For example, the Microsoft DNS parser assigns the EventResult
field based on the Event ID and Response Code using an iff
statement, as follows:
extend EventResult = iff(EventId==257 and ResponseCode==0 ,'Success','Failure')
To map several values, define the mapping using the datatable
operator and use lookup
to perform the mapping. For example, some sources report numeric DNS response codes and the network protocol, while the schema mandates the more common text labels representation for both. The following example demonstrates how to derive the needed values using datatable
and lookup
:
let NetworkProtocolLookup = datatable(Proto:real, NetworkProtocol:string)[
6, 'TCP',
17, 'UDP'
];
let DnsResponseCodeLookup=datatable(DnsResponseCode:int,DnsResponseCodeName:string)[
0,'NOERROR',
1,'FORMERR',
2,'SERVFAIL',
3,'NXDOMAIN',
...
];
...
| lookup DnsResponseCodeLookup on DnsResponseCode
| lookup NetworkProtocolLookup on Proto
Notice that lookup is useful and efficient also when the mapping has only two possible values.
When the mapping conditions are more complex combine iff
, case
, and lookup
. The example below shows how to combine lookup
and case
. The lookup
example above returns an empty value in the field DnsResponseCodeName
if the lookup value is not found. The case
example below augments it by using the result of the lookup
operation if available, and specifying additional conditions otherwise.
| extend DnsResponseCodeName =
case (
DnsResponseCodeName != "", DnsResponseCodeName,
DnsResponseCode between (3841 .. 4095), 'Reserved for Private Use',
'Unassigned'
)
Microsoft Sentinel provides handy functions for common lookup values. For example, the DnsResponseCodeName
lookup above, can be implemented using one of the following functions:
| extend DnsResponseCodeName = _ASIM_LookupDnsResponseCode(DnsResponseCode)
| invoke _ASIM_ResolveDnsResponseCode('DnsResponseCode')
The first option accepts as a parameter the value to lookup and let you choose the output field and therefore useful as a general lookup function. The second option is more geared towards parsers, takes as input the name of the source field, and updates the needed ASIM field, in this case DnsResponseCodeName
.

---

> Directive A: According to the parser mapping text, what value does the lookup example return in the DnsResponseCodeName field when the lookup value is not found?

---

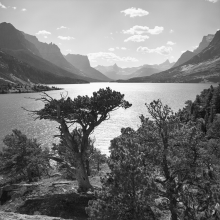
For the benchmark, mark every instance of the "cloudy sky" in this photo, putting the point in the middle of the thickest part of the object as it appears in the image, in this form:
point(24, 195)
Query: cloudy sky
point(126, 32)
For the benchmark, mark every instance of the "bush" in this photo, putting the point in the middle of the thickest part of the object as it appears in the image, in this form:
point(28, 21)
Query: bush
point(23, 158)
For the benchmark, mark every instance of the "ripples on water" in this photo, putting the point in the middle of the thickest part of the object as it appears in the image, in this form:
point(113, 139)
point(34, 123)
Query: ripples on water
point(12, 116)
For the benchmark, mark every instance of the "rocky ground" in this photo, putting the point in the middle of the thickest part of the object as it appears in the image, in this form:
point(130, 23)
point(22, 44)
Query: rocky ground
point(54, 197)
point(15, 216)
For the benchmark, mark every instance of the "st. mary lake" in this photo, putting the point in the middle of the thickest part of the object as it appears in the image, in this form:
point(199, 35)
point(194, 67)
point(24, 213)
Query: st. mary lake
point(13, 116)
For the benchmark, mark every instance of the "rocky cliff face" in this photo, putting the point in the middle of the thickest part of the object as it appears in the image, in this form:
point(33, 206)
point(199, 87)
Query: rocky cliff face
point(203, 67)
point(184, 57)
point(13, 70)
point(11, 38)
point(205, 43)
point(189, 54)
point(82, 63)
point(51, 52)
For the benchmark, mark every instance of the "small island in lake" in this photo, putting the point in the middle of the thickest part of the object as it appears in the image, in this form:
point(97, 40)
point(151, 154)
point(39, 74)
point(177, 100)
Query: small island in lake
point(25, 88)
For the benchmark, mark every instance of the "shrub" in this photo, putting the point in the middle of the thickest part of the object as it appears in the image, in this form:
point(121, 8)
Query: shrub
point(23, 158)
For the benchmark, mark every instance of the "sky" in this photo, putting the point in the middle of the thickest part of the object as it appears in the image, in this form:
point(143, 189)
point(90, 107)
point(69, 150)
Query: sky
point(126, 32)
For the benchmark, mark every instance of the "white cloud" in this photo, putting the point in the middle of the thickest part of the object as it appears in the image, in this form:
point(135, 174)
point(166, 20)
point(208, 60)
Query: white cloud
point(137, 38)
point(143, 30)
point(66, 38)
point(194, 47)
point(163, 50)
point(213, 1)
point(133, 12)
point(170, 43)
point(62, 27)
point(69, 50)
point(43, 32)
point(109, 57)
point(2, 6)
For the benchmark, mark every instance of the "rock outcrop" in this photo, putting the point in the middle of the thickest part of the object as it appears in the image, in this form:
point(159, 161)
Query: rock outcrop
point(83, 64)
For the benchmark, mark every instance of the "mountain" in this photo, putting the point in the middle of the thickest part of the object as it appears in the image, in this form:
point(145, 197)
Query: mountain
point(148, 70)
point(206, 40)
point(203, 67)
point(83, 64)
point(189, 54)
point(115, 72)
point(13, 42)
point(51, 52)
point(13, 70)
point(13, 39)
point(184, 58)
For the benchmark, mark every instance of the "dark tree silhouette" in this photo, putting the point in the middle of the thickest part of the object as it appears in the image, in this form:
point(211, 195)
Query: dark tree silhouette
point(88, 112)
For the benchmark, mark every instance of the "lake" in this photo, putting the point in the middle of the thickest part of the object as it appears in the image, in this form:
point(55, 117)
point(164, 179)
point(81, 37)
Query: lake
point(12, 116)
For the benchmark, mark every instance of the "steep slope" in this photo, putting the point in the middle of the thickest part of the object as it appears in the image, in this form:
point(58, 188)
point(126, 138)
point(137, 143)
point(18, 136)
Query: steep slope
point(189, 54)
point(11, 38)
point(16, 45)
point(206, 40)
point(14, 70)
point(51, 52)
point(115, 72)
point(148, 70)
point(203, 67)
point(184, 58)
point(83, 64)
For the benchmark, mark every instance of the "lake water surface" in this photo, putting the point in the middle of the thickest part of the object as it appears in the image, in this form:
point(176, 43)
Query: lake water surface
point(12, 116)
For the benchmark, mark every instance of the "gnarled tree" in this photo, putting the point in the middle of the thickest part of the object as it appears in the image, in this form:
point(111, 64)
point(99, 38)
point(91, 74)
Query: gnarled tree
point(88, 112)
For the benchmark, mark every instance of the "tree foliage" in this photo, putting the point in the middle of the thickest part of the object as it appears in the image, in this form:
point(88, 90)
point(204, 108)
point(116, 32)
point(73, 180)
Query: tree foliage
point(88, 113)
point(125, 192)
point(175, 162)
point(23, 158)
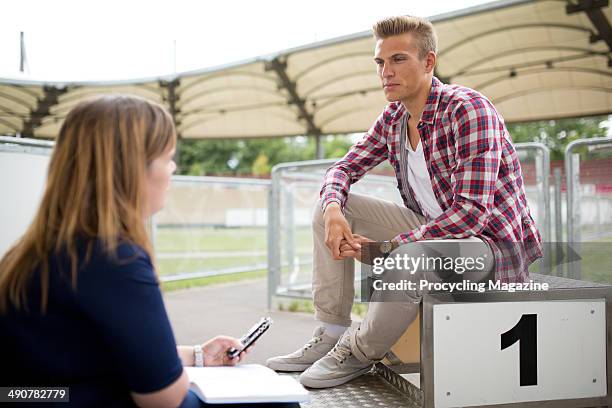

---

> Directive B: Lay out everything in the listing from its start down to the line that contains "point(15, 216)", both included, as a JSON list of strings with one string per line. Leave out blank lines and the pictures.

> Exercise output A: An empty value.

> Exercise output B:
[
  "For the benchmark, mark every instance of the \"cloudy sky\" in this photo, putting the point in the middle of the thickest part of the object as it appears in the image, in this form:",
  "point(24, 195)",
  "Query: cloudy sky",
  "point(126, 32)",
  "For the benchmark, mark every instance of the \"bush\" in this photo, putting the point in the middle of the thickest part of the object as it appears in the image, in this form:",
  "point(28, 21)",
  "Query: bush",
  "point(23, 158)",
  "For the benchmark, mark every instance of the \"ripples on water\" in this photo, putting the point in the middle of the thickest part of the object as it appears in the image, in this form:",
  "point(113, 139)",
  "point(34, 123)",
  "Query: ripples on water",
  "point(12, 116)",
  "For the benchmark, mark every instance of the \"rocky ground\" in this photo, putting the point in the middle of the thickest part of the object as it appears in the image, in this form:",
  "point(130, 23)",
  "point(22, 44)",
  "Query: rocky ground",
  "point(54, 197)",
  "point(15, 216)"
]